┌─ Dataset extract
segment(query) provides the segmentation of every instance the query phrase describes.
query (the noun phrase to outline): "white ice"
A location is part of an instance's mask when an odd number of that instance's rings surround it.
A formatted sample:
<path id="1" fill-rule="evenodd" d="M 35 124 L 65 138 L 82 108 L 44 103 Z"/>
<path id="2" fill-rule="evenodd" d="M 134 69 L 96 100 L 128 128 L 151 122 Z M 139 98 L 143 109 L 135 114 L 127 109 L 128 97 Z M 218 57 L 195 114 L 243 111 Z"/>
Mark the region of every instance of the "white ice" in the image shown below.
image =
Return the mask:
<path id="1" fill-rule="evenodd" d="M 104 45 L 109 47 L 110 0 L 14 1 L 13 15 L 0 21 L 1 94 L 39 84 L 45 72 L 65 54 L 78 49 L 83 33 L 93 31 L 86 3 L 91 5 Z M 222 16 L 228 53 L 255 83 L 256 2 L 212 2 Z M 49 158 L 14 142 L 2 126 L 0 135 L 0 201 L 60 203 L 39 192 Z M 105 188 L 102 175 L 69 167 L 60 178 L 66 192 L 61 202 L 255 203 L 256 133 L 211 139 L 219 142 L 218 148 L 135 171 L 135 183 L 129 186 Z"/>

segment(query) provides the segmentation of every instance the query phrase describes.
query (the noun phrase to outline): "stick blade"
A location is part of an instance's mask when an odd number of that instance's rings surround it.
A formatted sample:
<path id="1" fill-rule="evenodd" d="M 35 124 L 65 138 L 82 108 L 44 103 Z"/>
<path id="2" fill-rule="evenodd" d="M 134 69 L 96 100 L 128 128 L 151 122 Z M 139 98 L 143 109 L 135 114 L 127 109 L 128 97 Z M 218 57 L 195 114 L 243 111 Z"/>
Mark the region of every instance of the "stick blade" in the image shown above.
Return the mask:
└─
Short problem:
Please rewrite the records above, switching "query phrase" to "search phrase" everywhere and leaving everything else unchanged.

Full output:
segment(query) provides the segmentation of every instance the search phrase describes.
query (the noun phrase to outline): "white ice"
A location is part of an instance's mask when an odd number of that instance's rings surround it.
A formatted sample:
<path id="1" fill-rule="evenodd" d="M 35 124 L 65 138 L 82 108 L 44 103 Z"/>
<path id="2" fill-rule="evenodd" d="M 134 69 L 96 100 L 128 128 L 151 122 Z M 139 98 L 143 109 L 135 114 L 127 109 L 128 97 Z M 218 57 L 195 114 L 243 111 Z"/>
Mark the region of every instance of the "white ice" in the image shown below.
image =
Return the mask:
<path id="1" fill-rule="evenodd" d="M 104 45 L 109 47 L 110 0 L 14 1 L 13 15 L 0 21 L 1 94 L 39 84 L 45 72 L 65 54 L 78 49 L 83 33 L 93 31 L 86 3 L 91 5 Z M 222 16 L 228 53 L 255 83 L 256 2 L 212 2 Z M 49 158 L 14 142 L 2 126 L 0 135 L 0 201 L 60 203 L 39 192 Z M 105 188 L 102 175 L 69 167 L 60 178 L 66 192 L 61 202 L 255 203 L 256 133 L 211 139 L 219 142 L 218 148 L 135 171 L 135 183 L 129 186 Z"/>

segment(query) provides the segmentation of every instance the search phrase describes.
query (the noun phrase to outline): "stick blade"
A location is part of an instance's mask when an odd number of that instance's rings surround it.
A formatted sample:
<path id="1" fill-rule="evenodd" d="M 35 124 L 65 138 L 82 108 L 44 103 Z"/>
<path id="2" fill-rule="evenodd" d="M 134 69 L 96 100 L 128 128 L 151 122 Z M 139 98 L 143 109 L 135 114 L 127 109 L 128 97 Z M 218 57 L 195 114 L 243 111 Z"/>
Mark the region of every instance of the "stick blade" in the image shown above.
Return the mask:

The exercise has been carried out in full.